* [Requirements] Transcribe the tail of the listing: start at the line containing "Check that every instance of the red" and stop after the last line, keeping every character as is and adding nothing.
(begin)
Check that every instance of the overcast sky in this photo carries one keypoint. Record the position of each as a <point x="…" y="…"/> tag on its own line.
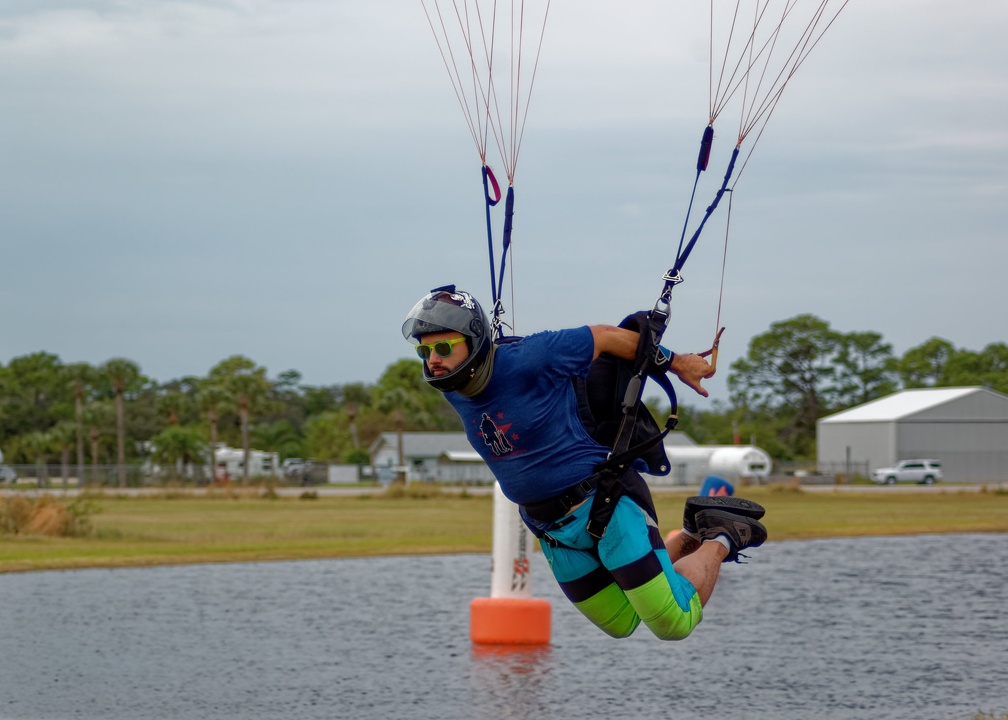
<point x="180" y="182"/>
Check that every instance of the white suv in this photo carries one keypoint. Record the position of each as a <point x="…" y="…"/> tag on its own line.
<point x="919" y="471"/>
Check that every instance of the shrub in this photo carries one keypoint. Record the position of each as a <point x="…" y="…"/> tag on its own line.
<point x="46" y="515"/>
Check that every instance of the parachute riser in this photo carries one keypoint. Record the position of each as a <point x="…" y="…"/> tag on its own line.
<point x="497" y="278"/>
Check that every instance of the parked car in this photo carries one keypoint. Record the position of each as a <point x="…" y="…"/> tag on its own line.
<point x="918" y="471"/>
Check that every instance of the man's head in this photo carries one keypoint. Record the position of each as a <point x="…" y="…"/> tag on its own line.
<point x="452" y="335"/>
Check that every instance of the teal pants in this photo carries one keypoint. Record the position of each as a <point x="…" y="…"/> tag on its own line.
<point x="625" y="578"/>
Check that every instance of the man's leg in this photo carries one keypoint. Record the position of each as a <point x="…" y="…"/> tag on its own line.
<point x="701" y="567"/>
<point x="679" y="545"/>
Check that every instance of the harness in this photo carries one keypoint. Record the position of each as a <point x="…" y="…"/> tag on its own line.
<point x="609" y="402"/>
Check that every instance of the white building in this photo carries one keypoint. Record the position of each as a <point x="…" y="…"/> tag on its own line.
<point x="690" y="463"/>
<point x="230" y="462"/>
<point x="964" y="428"/>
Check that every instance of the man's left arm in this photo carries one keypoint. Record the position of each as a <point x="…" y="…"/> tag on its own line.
<point x="688" y="367"/>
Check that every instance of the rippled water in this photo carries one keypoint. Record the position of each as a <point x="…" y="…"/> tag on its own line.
<point x="879" y="628"/>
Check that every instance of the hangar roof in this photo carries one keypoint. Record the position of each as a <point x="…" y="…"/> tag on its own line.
<point x="901" y="404"/>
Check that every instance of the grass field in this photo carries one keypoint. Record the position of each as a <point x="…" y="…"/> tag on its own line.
<point x="180" y="528"/>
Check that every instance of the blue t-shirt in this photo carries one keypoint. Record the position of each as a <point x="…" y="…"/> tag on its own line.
<point x="525" y="424"/>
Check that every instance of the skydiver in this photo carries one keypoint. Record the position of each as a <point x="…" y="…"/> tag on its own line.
<point x="547" y="466"/>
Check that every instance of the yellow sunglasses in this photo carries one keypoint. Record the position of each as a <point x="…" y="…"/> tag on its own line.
<point x="442" y="347"/>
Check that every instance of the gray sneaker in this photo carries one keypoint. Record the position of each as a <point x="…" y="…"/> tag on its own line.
<point x="742" y="531"/>
<point x="738" y="505"/>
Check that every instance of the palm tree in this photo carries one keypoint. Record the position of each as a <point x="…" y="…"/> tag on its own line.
<point x="354" y="395"/>
<point x="63" y="435"/>
<point x="80" y="376"/>
<point x="38" y="444"/>
<point x="247" y="384"/>
<point x="97" y="418"/>
<point x="124" y="375"/>
<point x="177" y="444"/>
<point x="213" y="399"/>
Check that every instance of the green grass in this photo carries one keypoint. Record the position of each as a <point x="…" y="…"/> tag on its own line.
<point x="170" y="529"/>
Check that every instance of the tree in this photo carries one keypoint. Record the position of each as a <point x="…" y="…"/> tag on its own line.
<point x="989" y="367"/>
<point x="355" y="395"/>
<point x="213" y="399"/>
<point x="32" y="392"/>
<point x="99" y="420"/>
<point x="247" y="384"/>
<point x="279" y="437"/>
<point x="124" y="376"/>
<point x="39" y="444"/>
<point x="787" y="373"/>
<point x="177" y="444"/>
<point x="80" y="376"/>
<point x="867" y="368"/>
<point x="924" y="365"/>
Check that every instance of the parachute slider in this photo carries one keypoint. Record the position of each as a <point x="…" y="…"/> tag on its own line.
<point x="713" y="354"/>
<point x="705" y="148"/>
<point x="488" y="176"/>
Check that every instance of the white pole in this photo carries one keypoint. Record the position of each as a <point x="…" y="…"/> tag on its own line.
<point x="510" y="615"/>
<point x="512" y="551"/>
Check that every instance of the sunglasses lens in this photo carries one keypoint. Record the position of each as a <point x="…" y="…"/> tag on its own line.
<point x="443" y="348"/>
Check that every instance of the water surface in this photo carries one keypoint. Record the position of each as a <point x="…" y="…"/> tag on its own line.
<point x="876" y="628"/>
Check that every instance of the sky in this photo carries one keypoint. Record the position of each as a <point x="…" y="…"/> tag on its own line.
<point x="182" y="182"/>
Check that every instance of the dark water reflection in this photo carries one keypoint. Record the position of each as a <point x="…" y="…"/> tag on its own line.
<point x="877" y="628"/>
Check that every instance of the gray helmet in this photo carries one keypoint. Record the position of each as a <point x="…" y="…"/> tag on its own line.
<point x="448" y="310"/>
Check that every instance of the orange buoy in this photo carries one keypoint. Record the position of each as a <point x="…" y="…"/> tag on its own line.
<point x="510" y="616"/>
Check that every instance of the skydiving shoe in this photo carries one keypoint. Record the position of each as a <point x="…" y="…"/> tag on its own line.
<point x="741" y="531"/>
<point x="738" y="505"/>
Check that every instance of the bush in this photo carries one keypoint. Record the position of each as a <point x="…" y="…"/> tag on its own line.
<point x="46" y="515"/>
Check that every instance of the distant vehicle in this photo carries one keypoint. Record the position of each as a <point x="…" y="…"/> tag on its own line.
<point x="918" y="471"/>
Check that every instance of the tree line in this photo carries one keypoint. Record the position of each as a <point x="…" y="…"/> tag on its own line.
<point x="80" y="414"/>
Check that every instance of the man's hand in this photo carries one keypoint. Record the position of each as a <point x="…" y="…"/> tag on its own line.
<point x="691" y="369"/>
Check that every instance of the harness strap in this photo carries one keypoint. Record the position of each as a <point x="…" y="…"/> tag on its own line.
<point x="553" y="508"/>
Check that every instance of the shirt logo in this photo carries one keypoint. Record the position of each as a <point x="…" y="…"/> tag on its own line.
<point x="494" y="437"/>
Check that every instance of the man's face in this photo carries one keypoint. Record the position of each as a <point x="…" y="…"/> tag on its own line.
<point x="438" y="366"/>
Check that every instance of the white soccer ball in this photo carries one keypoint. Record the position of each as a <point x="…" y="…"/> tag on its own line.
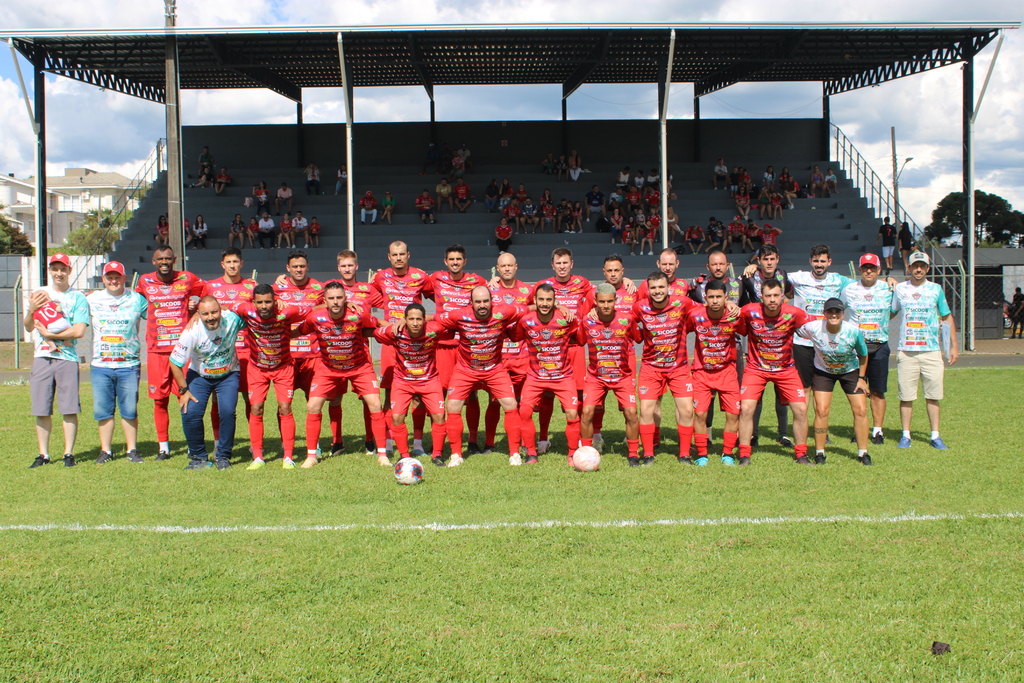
<point x="409" y="471"/>
<point x="587" y="459"/>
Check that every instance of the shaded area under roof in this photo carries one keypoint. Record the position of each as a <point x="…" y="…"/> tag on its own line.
<point x="288" y="58"/>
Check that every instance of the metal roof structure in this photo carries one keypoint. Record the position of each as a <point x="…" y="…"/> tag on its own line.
<point x="285" y="59"/>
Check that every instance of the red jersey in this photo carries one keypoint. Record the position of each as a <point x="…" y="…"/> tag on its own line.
<point x="548" y="345"/>
<point x="571" y="294"/>
<point x="268" y="341"/>
<point x="715" y="345"/>
<point x="481" y="341"/>
<point x="770" y="339"/>
<point x="664" y="332"/>
<point x="609" y="345"/>
<point x="340" y="341"/>
<point x="305" y="298"/>
<point x="168" y="311"/>
<point x="232" y="296"/>
<point x="399" y="291"/>
<point x="415" y="357"/>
(end)
* [Response]
Check that every instance of the red jersey in this photo carries one keypoint. Record the position of each as a <point x="…" y="…"/> tag on its own line.
<point x="548" y="345"/>
<point x="571" y="294"/>
<point x="268" y="341"/>
<point x="715" y="345"/>
<point x="481" y="341"/>
<point x="770" y="339"/>
<point x="664" y="332"/>
<point x="609" y="345"/>
<point x="340" y="341"/>
<point x="305" y="298"/>
<point x="168" y="311"/>
<point x="232" y="296"/>
<point x="399" y="291"/>
<point x="415" y="357"/>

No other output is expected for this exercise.